- Work instructions:
Rewrite the passage on the quadratic's axes, starting at "The reason this" and ending at "along those axes.", with "stretch" replaced by "scale".

===== Passage provided

So, this says that the major and minor axes of this quadratic are along $(-1, 1)^T$ and $(1,1)^T$ so exactly along the lines $y = x$ and $y= -x$.

The reason this works is that in the coordinates given by $P$ (or rather $P^T$), you end up with the equation of a circle in standard position i.e. something like $u^2 + v^2 = 1$ where $(u, v)^T = P^T (x,y)^T$. So $P$ gives you the directions along which to transform the circle into an ellipse, and $D$ tells you by how much to stretch along those axes.

==========
===== Provided material

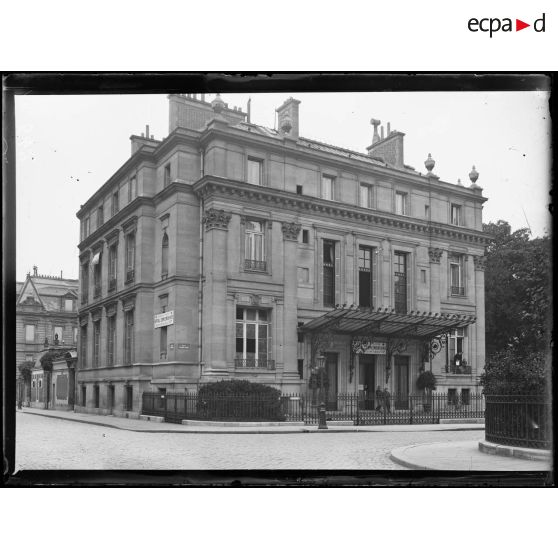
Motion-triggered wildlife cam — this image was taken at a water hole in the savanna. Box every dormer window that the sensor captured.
[450,203,463,227]
[246,157,263,185]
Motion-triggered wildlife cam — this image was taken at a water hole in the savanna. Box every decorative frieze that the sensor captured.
[428,248,444,263]
[473,256,486,271]
[203,209,231,231]
[281,223,302,242]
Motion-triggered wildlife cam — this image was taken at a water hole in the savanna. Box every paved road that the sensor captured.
[16,413,484,471]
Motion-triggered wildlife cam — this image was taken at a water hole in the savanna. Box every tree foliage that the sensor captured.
[481,221,552,394]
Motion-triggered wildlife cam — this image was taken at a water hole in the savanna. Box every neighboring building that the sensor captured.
[76,95,489,416]
[16,266,78,402]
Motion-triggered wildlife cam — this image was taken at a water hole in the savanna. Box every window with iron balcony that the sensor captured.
[234,307,275,370]
[244,221,267,271]
[449,254,465,296]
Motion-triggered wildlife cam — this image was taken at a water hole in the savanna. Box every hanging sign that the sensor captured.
[153,310,174,328]
[362,342,386,355]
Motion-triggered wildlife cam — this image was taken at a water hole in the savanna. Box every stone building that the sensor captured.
[16,266,78,406]
[77,95,488,416]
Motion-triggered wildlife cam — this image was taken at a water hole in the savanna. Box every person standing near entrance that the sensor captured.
[376,386,384,412]
[384,387,391,413]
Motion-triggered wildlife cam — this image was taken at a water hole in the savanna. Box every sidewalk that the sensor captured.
[17,407,490,434]
[390,441,551,471]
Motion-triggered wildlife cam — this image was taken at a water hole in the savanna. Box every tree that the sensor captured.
[481,221,552,394]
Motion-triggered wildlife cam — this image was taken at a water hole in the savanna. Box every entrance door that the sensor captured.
[394,356,409,409]
[358,355,376,410]
[325,353,338,411]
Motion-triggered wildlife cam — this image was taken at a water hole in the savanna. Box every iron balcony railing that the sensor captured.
[244,260,267,271]
[234,358,275,370]
[446,364,472,374]
[485,395,552,449]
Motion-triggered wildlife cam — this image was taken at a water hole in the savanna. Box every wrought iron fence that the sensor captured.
[485,395,552,449]
[142,390,484,425]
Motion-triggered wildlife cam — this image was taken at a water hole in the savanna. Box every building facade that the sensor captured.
[16,266,79,406]
[77,95,489,416]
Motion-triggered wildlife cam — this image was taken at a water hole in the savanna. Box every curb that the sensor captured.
[479,440,551,461]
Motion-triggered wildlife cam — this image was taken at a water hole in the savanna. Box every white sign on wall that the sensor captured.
[153,310,174,328]
[363,343,386,355]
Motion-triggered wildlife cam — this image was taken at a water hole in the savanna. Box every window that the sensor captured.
[395,192,407,215]
[159,326,167,360]
[358,184,372,207]
[448,388,457,405]
[244,221,266,271]
[297,267,310,283]
[92,320,101,368]
[128,175,138,202]
[322,176,335,200]
[393,252,407,314]
[53,326,64,345]
[107,315,116,366]
[126,233,136,283]
[81,262,89,304]
[448,327,469,374]
[81,217,89,240]
[108,244,118,292]
[25,324,35,343]
[246,157,263,185]
[124,386,134,411]
[161,233,169,279]
[450,203,462,226]
[449,254,465,296]
[358,246,375,308]
[112,190,120,216]
[235,308,274,368]
[93,252,102,298]
[97,205,105,228]
[79,325,87,368]
[163,163,171,188]
[124,310,134,364]
[323,240,335,306]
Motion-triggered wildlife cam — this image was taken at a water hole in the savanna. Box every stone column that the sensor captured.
[428,248,443,313]
[281,223,301,381]
[202,209,231,376]
[473,256,486,381]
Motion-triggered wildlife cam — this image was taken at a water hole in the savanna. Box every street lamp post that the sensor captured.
[316,353,327,430]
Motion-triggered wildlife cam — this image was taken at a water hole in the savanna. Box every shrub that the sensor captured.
[197,380,285,421]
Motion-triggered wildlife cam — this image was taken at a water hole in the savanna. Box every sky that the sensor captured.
[16,91,551,281]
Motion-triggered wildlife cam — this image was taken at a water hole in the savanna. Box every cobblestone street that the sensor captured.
[12,413,484,471]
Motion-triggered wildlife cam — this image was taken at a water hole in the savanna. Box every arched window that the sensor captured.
[161,233,169,279]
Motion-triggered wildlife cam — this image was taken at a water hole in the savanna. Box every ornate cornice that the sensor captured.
[202,209,232,231]
[473,256,486,271]
[194,176,492,245]
[428,248,444,263]
[281,223,302,242]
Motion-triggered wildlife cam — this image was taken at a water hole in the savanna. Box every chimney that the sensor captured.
[276,97,300,139]
[366,123,405,169]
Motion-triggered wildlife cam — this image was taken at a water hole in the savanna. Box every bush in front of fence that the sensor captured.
[197,380,285,421]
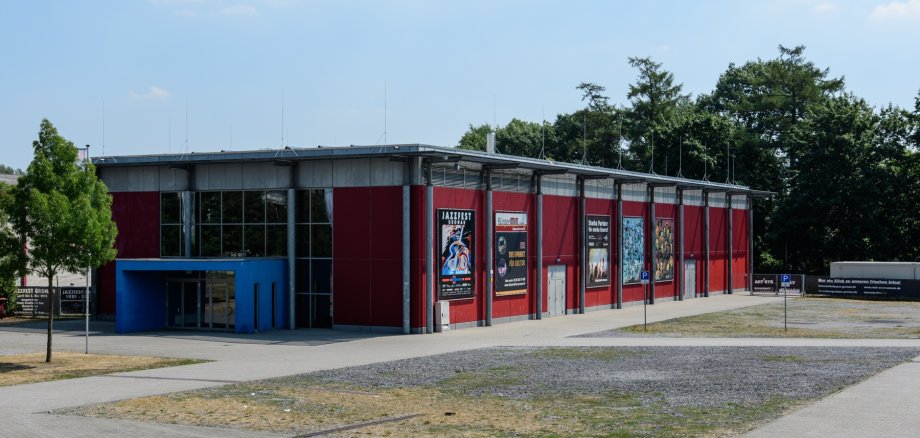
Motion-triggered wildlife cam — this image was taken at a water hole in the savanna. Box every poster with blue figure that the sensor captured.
[438,209,476,300]
[623,217,645,284]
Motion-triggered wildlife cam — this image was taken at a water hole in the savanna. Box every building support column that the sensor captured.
[725,193,735,294]
[578,178,588,315]
[648,185,658,304]
[402,180,412,335]
[616,181,623,309]
[674,187,686,301]
[534,173,543,319]
[425,160,434,333]
[287,188,297,330]
[703,190,710,297]
[181,190,195,258]
[483,168,495,326]
[748,195,754,293]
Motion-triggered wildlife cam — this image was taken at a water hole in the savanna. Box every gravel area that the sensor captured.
[304,347,920,407]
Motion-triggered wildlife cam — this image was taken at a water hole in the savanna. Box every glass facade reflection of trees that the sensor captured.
[160,190,288,257]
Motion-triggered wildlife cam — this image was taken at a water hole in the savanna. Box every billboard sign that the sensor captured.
[438,208,476,300]
[585,215,610,287]
[495,212,527,296]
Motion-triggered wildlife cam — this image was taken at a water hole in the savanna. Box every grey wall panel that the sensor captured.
[332,158,371,187]
[371,158,406,187]
[684,190,703,207]
[623,184,648,202]
[543,176,578,196]
[159,166,188,192]
[585,179,617,199]
[655,187,677,204]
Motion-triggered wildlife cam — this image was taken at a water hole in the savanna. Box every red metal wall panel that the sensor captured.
[649,203,682,298]
[617,201,651,303]
[682,205,706,294]
[332,186,402,327]
[709,207,728,292]
[534,195,581,311]
[579,198,620,307]
[96,192,160,315]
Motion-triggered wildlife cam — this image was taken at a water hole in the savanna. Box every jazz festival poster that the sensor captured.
[623,217,645,284]
[495,213,527,296]
[585,215,610,287]
[438,209,476,300]
[655,218,674,281]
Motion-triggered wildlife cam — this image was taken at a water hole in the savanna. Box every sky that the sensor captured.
[0,0,920,169]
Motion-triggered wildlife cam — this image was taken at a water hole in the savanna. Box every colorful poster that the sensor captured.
[585,215,610,287]
[438,209,476,300]
[655,218,674,281]
[495,213,527,296]
[623,217,645,284]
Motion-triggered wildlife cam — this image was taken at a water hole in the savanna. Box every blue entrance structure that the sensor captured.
[115,258,290,333]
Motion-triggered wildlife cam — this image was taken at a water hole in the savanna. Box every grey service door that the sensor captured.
[684,260,696,298]
[547,265,565,316]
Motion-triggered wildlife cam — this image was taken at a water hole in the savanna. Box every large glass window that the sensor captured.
[160,193,185,257]
[160,190,292,257]
[294,189,333,327]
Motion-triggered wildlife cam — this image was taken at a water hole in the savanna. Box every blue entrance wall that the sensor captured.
[115,259,290,333]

==========

- Solution for this exercise:
The reason this works is that in the coordinates given by $P$ (or rather $P^T$), you end up with the equation of a circle in standard position i.e. something like $u^2 + v^2 = 1$ where $(u, v)^T = P^T (x,y)^T$. So $P$ gives you the directions along which to transform the circle into an ellipse, and $D$ tells you by how much to scale along those axes.